_The task_
One number alone answers this: the count of lines below in which the word "floral" is found.

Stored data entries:
# # #
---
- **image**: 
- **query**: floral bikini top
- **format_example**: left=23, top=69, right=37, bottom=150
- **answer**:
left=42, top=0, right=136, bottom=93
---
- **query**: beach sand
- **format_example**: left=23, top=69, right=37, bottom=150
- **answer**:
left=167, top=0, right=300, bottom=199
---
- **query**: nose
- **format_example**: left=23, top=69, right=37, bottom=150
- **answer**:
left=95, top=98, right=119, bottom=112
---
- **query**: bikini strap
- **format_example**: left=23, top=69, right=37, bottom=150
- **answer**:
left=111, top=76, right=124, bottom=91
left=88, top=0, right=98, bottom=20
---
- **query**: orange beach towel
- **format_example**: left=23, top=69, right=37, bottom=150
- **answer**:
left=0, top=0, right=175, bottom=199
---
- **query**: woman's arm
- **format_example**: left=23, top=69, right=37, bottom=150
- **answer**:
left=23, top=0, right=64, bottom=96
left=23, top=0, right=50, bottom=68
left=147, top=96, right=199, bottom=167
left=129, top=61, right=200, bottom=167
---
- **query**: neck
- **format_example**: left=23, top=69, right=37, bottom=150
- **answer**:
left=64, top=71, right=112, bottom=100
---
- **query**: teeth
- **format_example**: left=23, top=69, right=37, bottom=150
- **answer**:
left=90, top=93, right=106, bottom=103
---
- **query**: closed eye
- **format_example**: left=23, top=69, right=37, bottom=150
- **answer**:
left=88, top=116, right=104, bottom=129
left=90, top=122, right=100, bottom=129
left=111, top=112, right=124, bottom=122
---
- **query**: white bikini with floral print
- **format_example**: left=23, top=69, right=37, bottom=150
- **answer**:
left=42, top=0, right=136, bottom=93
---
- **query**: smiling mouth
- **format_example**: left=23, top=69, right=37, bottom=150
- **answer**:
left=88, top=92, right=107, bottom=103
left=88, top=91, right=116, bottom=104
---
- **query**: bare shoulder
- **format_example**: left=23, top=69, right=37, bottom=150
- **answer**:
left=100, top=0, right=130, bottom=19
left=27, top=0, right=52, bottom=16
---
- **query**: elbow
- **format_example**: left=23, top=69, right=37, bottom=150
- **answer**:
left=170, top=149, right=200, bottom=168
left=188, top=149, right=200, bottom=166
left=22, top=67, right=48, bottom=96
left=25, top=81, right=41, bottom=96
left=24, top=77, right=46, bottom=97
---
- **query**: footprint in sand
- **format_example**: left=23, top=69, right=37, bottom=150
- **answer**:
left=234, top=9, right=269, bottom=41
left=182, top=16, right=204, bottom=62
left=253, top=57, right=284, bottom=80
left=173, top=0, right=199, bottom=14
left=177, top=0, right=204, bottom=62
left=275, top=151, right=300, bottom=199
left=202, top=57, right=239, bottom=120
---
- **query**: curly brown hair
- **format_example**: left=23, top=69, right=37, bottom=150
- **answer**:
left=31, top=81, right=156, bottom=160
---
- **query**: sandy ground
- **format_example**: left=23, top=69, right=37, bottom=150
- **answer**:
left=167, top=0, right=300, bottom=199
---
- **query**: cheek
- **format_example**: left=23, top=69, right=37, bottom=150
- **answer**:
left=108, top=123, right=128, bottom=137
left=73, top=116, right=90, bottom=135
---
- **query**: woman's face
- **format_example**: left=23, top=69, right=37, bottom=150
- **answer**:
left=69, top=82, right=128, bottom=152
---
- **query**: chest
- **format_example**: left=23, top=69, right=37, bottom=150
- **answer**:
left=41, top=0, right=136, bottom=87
# # #
_Written answer_
2